Reproduce the lines starting at the one containing "dark table surface?" and ending at the end of the entries, substituting "point" for "pixel" and leaving all else unchanged.

-------- Rows

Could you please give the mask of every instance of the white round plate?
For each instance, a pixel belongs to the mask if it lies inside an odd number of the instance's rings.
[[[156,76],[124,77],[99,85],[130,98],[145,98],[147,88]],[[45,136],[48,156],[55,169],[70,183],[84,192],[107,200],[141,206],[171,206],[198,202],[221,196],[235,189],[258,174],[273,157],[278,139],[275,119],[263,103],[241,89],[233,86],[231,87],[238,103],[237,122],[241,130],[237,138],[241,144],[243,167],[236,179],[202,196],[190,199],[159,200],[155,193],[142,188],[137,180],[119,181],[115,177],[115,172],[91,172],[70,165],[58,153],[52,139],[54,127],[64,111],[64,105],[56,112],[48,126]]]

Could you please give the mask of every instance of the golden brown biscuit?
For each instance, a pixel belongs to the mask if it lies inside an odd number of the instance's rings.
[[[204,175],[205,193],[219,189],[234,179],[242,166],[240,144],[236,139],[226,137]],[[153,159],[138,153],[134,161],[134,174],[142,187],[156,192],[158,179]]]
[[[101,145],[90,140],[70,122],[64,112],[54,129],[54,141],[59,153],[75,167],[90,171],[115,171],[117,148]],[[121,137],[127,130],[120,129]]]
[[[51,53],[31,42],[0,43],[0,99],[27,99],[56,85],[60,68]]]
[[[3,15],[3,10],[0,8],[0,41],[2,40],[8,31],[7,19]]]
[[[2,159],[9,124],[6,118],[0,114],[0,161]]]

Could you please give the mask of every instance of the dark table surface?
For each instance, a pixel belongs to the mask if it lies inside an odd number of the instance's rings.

----------------

_Final result_
Could you please give the mask of every instance of the dark table surface?
For each instance, a point belongs to the mask if it lies inside an odd number of the instance's rings.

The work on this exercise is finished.